#### Your objective:
Below are records to be transcribed exactly; any pictures should be left out.

____________

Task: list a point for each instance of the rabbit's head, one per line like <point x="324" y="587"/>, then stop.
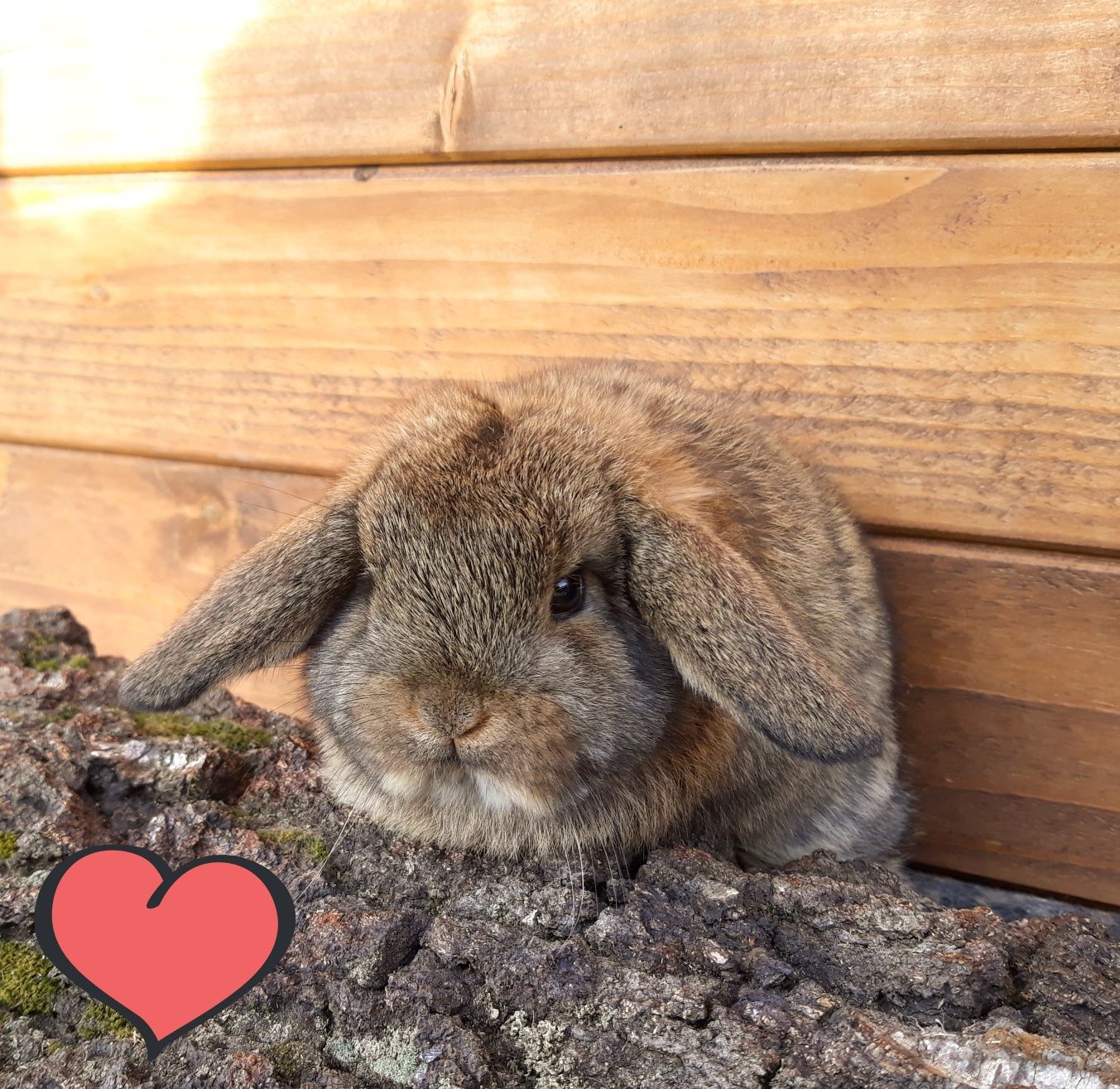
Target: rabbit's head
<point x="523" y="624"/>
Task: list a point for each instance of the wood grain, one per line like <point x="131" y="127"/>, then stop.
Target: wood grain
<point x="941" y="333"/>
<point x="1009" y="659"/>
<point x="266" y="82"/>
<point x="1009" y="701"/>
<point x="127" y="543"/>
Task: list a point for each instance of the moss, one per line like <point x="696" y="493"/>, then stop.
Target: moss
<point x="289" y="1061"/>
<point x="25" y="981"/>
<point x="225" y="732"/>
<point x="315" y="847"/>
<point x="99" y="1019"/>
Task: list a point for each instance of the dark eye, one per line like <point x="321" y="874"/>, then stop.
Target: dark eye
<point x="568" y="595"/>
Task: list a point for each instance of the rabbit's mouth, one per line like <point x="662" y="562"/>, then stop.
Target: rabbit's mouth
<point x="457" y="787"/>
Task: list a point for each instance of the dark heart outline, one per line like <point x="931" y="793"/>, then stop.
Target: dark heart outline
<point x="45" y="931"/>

____________

#### Written solution:
Task: list a point for each instance of the rabbit's head, one per line like <point x="324" y="587"/>, then stop.
Target: rabbit's head
<point x="523" y="624"/>
Task: list a point for each instance of the wood grain, one per line like <point x="131" y="127"/>, then stop.
Target: wood grain
<point x="941" y="333"/>
<point x="1009" y="659"/>
<point x="266" y="82"/>
<point x="1009" y="701"/>
<point x="127" y="543"/>
Task: list a point for each instance of the moss, one per line like <point x="696" y="493"/>, then stop.
Target: moss
<point x="289" y="1061"/>
<point x="25" y="981"/>
<point x="225" y="732"/>
<point x="315" y="847"/>
<point x="99" y="1019"/>
Task: list a point for each instance of the dark eye, one per line like <point x="321" y="874"/>, then stop.
Target: dark eye
<point x="568" y="595"/>
Task: list a point for each instance of the rabbit's mouth, one per line like <point x="662" y="562"/>, then stop.
Target: rabbit's mouth
<point x="457" y="787"/>
Task: list a point for each instance of the dark heart outline, one per line like <point x="931" y="793"/>, then stop.
Target: dark heart outline
<point x="45" y="931"/>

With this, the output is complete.